▸ EXERCISE MATERIAL
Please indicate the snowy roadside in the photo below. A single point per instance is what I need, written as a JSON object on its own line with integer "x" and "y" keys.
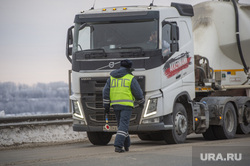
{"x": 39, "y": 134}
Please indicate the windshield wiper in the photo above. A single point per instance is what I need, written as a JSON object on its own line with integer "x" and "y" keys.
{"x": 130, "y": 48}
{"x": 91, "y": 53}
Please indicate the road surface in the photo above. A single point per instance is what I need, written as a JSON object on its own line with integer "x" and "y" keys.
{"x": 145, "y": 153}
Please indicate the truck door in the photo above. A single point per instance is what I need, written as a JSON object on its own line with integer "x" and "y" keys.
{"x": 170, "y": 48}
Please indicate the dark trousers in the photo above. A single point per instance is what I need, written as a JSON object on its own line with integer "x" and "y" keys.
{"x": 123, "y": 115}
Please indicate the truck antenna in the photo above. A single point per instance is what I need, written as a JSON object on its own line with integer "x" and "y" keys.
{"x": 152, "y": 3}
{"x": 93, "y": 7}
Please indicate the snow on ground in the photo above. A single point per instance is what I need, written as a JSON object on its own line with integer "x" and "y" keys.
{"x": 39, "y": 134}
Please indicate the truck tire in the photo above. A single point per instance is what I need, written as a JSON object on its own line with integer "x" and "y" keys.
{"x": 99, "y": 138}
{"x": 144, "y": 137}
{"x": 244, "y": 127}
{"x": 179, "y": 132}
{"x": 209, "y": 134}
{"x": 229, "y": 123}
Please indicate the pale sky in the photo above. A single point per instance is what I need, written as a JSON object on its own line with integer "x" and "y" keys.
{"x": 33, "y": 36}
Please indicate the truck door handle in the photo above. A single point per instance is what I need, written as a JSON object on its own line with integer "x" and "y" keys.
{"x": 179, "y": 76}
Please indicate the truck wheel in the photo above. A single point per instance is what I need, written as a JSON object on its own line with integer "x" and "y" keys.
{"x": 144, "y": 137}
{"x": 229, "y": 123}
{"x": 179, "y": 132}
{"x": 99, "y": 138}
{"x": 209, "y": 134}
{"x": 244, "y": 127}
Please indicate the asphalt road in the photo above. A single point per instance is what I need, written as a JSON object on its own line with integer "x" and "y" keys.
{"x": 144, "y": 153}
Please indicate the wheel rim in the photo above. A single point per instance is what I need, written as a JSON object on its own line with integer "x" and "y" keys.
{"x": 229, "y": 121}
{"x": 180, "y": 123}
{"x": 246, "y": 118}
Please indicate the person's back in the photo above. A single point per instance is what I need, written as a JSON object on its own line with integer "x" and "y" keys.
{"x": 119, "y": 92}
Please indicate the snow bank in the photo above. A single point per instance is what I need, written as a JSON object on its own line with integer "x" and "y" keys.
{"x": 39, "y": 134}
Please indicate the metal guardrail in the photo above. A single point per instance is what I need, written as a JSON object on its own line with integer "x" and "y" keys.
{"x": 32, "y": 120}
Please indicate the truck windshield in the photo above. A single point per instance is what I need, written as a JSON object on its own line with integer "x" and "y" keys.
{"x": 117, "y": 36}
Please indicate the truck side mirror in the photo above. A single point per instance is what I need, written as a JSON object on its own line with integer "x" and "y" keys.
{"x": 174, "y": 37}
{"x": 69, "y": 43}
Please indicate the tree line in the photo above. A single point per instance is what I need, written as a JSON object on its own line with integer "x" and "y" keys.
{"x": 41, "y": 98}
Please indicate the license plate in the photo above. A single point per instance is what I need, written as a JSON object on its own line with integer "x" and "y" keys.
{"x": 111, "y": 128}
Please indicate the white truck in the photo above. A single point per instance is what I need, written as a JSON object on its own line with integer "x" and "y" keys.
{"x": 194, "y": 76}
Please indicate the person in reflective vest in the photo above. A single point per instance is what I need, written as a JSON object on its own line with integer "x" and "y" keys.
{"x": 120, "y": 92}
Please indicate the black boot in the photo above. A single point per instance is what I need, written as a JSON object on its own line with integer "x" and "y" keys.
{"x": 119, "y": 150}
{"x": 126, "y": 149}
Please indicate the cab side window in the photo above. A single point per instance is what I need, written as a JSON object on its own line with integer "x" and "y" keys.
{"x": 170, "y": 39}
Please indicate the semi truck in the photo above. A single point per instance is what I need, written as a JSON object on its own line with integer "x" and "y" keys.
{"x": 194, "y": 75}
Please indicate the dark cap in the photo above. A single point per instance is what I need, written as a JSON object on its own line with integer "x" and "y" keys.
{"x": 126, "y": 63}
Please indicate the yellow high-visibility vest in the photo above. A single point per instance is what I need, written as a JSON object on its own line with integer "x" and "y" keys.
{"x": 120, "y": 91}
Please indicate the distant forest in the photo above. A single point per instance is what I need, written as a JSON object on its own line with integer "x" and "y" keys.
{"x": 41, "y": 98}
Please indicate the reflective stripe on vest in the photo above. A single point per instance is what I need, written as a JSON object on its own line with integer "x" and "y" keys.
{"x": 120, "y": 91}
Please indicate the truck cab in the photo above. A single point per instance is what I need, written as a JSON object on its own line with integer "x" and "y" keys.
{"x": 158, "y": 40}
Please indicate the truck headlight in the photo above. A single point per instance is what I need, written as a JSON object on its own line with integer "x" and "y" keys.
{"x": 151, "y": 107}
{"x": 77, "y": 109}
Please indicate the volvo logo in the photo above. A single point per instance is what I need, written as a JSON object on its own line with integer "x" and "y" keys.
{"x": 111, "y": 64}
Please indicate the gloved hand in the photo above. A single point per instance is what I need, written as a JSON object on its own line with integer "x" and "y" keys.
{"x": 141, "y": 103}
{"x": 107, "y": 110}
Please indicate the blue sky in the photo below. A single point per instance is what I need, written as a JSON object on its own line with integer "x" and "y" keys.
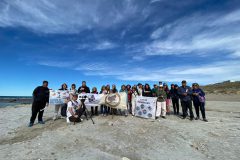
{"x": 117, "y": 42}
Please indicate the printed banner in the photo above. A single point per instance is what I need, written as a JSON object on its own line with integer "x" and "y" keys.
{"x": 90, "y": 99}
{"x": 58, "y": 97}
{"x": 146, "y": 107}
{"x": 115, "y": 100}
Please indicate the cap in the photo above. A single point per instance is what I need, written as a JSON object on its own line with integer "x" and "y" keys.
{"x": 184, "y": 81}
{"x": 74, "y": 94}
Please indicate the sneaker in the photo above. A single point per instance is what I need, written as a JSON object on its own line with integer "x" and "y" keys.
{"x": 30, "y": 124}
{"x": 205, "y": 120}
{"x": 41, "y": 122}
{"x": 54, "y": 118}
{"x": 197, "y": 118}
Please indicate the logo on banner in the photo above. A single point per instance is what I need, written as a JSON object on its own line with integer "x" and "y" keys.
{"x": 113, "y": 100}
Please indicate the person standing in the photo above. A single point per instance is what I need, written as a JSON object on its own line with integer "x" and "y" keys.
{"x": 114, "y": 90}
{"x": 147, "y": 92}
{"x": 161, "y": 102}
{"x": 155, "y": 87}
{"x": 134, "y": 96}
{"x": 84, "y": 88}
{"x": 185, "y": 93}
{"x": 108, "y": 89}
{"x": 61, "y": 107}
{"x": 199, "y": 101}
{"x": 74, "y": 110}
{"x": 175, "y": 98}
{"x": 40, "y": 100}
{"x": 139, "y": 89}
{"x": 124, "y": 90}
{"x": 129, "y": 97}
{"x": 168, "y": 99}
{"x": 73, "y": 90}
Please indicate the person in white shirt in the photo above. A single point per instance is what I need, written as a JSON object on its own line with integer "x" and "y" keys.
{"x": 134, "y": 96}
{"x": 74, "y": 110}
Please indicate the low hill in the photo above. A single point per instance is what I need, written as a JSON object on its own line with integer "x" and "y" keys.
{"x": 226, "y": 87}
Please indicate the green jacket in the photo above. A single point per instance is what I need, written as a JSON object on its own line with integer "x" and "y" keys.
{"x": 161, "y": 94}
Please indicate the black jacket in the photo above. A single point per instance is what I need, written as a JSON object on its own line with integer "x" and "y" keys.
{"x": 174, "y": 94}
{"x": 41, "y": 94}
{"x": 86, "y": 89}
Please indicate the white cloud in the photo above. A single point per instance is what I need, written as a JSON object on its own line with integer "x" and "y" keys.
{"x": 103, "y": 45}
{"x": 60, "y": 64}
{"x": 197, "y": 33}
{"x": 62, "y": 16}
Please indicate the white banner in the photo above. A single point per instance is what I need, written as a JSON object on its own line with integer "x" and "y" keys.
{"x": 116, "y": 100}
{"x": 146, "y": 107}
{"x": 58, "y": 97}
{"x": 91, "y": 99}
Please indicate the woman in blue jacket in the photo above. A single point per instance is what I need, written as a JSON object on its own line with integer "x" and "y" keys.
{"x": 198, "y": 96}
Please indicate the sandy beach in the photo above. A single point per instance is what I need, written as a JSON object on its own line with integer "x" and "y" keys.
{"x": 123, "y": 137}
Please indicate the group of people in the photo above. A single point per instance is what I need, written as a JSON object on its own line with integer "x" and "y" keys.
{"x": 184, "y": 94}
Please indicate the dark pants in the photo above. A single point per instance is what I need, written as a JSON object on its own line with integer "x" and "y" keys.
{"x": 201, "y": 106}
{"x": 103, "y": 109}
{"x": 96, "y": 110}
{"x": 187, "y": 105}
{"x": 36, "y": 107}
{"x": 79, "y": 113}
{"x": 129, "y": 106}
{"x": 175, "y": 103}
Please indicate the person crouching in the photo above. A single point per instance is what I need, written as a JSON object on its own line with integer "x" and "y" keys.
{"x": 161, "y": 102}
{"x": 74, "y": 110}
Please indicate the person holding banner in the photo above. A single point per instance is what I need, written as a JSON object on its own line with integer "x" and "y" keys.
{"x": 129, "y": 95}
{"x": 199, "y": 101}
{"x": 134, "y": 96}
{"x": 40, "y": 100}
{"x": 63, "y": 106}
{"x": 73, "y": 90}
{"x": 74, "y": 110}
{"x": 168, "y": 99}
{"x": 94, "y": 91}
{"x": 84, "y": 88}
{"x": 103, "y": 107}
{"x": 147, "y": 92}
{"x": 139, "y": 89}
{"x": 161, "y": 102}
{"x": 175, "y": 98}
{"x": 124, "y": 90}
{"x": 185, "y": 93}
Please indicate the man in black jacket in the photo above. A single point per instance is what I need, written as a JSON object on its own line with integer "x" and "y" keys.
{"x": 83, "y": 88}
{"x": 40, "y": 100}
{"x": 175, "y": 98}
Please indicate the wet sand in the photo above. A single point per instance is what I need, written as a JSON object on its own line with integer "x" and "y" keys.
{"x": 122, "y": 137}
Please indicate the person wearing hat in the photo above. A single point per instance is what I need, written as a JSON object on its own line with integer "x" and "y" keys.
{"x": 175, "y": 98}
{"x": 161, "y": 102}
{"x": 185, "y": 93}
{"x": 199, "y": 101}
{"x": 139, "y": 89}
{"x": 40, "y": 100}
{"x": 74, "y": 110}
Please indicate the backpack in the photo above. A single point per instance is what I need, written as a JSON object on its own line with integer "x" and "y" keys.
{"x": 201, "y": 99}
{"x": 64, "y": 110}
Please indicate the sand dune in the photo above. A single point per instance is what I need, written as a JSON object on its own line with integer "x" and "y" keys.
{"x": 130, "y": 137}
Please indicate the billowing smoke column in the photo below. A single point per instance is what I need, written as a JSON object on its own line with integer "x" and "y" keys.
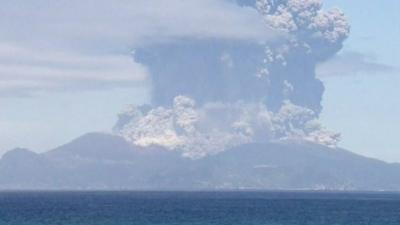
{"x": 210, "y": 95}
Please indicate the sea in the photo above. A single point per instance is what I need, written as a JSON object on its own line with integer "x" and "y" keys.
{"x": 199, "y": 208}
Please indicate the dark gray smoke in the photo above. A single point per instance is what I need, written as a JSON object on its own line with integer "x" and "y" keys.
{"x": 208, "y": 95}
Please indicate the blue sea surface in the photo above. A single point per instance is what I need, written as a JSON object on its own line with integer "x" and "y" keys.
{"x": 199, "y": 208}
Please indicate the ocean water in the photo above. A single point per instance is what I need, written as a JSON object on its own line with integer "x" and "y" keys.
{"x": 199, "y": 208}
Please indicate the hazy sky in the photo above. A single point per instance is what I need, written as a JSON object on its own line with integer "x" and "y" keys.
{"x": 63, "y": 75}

▸ YOUR ASSIGNMENT
Once the line with "Please indicate the wet" is found, output it and every line after it through the end of the listing, exactly, without pictures.

▸ OUTPUT OF THE EXERCISE
Please indicate the wet sand in the photo above. A single point per instance is what I need, written as a JSON object on its own line with integer "x" and "y" keys.
{"x": 122, "y": 137}
Please indicate the person wearing hat in the photo above. A single point per instance is what I need, written as a JSON object on its own line with integer "x" and "y" keys.
{"x": 175, "y": 98}
{"x": 161, "y": 102}
{"x": 185, "y": 93}
{"x": 199, "y": 101}
{"x": 139, "y": 89}
{"x": 40, "y": 100}
{"x": 74, "y": 110}
Please indicate the backpack in the photo above. A single point per instance is what I need, written as a JSON object on its own line with integer "x" and "y" keys.
{"x": 201, "y": 99}
{"x": 64, "y": 110}
Please indicate the sand dune in the photo above. A single point per instance is what I need, written as a JSON object on its own line with integer "x" and "y" keys.
{"x": 130, "y": 137}
Please indicate the billowing smoke column in the photo below. A single point per instance is what I need, written as a JSON object on its own line with integer "x" and "y" keys.
{"x": 210, "y": 95}
Please indicate the sea in the photo above. A single point per instance is what I need, written as a JSON object on its own line with integer "x" and "y" keys.
{"x": 199, "y": 208}
Please indicate the dark gray smoke in the photo above. A single point per instance is what I need, written as a JSON object on its own line with integer "x" and "y" keys.
{"x": 208, "y": 95}
Please indicate the blue sea surface in the photo above. A single point per instance is what I need, written as a JSON object on its own line with integer "x" and "y" keys.
{"x": 199, "y": 208}
Please indicate the ocean water in the photo above. A single point per instance is what I need, written as a JSON object on its own line with integer "x" and "y" keys.
{"x": 199, "y": 208}
Please indicate the hazy sky in the photo above. A single point per instance is what I need, written as a JSON object on its own line with integer "x" and "y" keys.
{"x": 63, "y": 75}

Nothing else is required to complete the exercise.